Pteridiospora spinosispora

Scientific classification
- Kingdom: Fungi
- Division: Ascomycota
- Class: Dothideomycetes
- Genus: Pteridiospora
- Species: P. spinosispora
- Binomial name: Pteridiospora spinosispora Filer (1969)

= Pteridiospora spinosispora =

- Authority: Filer (1969)

Species of fungus

Pteridiospora spinosispora is a species of fungus in the class Dothideomycetes.

==Taxonomy==
The fungus was discovered in 1963, isolated from the mycorrhizae of sweetgum (Liquidambar styraciflua). The type locality was near the Mississippi River in northern Mississippi; it was later reported growing with the roots of green ash (Fraxinus pennsylvanica). The species was first mentioned in a 1966 report, where it was described as an "unidentified sphaeriaceous ascomycete". Filer formally described the fungus in 1969.

==Description==
The fruitbodies of the fungus are small, dull black, and spherical, measuring 114–251 by 114–251 μm, with thick walls (up to 24 μm); They occur singly or in dense groups. Underlying the fruitbodies is a small, thin-walled mat of mycelium. The club-shaped asci (spore-bearing cells) measure 85 by 25 μm. The ascospores are black and spiny, measuring 21–25 by 12–20 μm (with the spines 2–5 μm); they contain a single septum. The ornamented spores clearly distinguish P. spinosispora from other members of Pteridiospora.

* **Questions on the material**
A: According to the Pteridiospora spinosispora article, in what year was the fungus discovered?
B: Which distinct years does the Pteridiospora spinosispora article mention?
C: How would you translate this sentence from the Pteridiospora spinosispora article into Spanish: "The ornamented spores clearly distinguish P. spinosispora from other members of Pteridiospora."?

* **Record set**
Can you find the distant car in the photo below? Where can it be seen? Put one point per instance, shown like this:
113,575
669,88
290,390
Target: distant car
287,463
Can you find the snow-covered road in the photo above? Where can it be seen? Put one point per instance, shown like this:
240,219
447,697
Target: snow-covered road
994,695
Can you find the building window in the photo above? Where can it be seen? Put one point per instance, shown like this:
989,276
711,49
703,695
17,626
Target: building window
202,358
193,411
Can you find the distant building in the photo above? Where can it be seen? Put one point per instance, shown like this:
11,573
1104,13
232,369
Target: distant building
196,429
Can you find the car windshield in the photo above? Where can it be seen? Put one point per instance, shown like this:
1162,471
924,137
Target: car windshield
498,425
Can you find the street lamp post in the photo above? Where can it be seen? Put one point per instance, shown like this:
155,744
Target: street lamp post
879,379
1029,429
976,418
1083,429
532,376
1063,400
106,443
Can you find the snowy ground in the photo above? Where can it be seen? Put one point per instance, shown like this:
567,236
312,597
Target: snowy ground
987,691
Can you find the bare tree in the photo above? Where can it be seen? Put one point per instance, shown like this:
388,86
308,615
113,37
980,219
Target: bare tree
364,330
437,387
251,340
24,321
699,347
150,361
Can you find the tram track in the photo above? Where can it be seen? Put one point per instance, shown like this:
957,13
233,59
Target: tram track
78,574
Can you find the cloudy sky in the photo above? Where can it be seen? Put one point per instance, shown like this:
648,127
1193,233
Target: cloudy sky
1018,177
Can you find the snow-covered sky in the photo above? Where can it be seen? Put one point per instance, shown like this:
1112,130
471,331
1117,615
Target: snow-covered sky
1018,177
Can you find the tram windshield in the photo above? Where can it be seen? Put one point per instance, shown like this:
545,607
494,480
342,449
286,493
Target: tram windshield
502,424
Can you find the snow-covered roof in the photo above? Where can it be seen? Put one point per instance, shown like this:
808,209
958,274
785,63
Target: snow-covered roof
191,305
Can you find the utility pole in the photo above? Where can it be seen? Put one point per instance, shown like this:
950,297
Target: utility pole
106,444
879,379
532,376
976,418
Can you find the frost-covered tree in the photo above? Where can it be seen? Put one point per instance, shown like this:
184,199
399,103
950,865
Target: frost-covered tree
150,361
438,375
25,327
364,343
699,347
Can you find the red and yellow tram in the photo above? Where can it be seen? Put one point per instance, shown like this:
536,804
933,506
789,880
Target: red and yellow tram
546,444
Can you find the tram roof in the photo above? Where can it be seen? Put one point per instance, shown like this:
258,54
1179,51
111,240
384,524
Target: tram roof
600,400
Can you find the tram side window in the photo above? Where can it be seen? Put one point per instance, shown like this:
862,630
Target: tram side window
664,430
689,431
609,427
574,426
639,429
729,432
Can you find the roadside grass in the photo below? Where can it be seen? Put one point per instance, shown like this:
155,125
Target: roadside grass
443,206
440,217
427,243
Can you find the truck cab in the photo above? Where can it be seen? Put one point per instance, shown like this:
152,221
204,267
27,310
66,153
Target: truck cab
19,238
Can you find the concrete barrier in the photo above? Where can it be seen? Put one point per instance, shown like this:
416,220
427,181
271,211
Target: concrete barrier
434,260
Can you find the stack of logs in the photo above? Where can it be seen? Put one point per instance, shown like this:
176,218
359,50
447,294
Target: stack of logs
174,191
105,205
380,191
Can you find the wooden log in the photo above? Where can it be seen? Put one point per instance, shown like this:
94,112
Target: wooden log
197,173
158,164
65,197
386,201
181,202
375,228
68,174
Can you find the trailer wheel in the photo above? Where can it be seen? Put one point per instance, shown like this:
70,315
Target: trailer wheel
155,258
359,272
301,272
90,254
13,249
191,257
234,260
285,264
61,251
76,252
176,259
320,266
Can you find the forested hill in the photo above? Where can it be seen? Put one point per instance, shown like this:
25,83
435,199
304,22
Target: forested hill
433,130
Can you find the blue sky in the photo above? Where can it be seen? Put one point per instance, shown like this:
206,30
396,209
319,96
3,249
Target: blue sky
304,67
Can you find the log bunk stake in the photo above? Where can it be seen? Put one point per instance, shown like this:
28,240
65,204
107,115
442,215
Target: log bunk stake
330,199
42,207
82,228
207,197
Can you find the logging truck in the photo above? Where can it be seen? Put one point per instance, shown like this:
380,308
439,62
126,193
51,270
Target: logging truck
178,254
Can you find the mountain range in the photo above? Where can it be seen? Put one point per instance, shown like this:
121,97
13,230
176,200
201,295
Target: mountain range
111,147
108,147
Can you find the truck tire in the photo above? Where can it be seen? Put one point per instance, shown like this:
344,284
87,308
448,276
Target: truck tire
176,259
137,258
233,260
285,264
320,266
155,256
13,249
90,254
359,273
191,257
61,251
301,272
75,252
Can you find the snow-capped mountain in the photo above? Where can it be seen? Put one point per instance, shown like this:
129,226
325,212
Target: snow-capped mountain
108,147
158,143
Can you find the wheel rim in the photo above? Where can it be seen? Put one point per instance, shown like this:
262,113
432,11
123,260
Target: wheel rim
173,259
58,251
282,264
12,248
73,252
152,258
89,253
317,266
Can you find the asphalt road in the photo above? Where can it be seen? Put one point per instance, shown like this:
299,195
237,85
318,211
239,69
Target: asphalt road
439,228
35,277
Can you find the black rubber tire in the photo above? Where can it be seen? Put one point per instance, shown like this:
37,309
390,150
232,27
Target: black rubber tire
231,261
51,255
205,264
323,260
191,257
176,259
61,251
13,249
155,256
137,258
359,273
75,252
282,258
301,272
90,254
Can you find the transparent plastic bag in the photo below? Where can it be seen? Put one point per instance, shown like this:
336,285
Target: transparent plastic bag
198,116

* **Solutions by task**
A: 1963

B: 1963, 1966, 1969

C: Las esporas ornamentadas distinguen claramente a P. spinosispora de los demás miembros de Pteridiospora.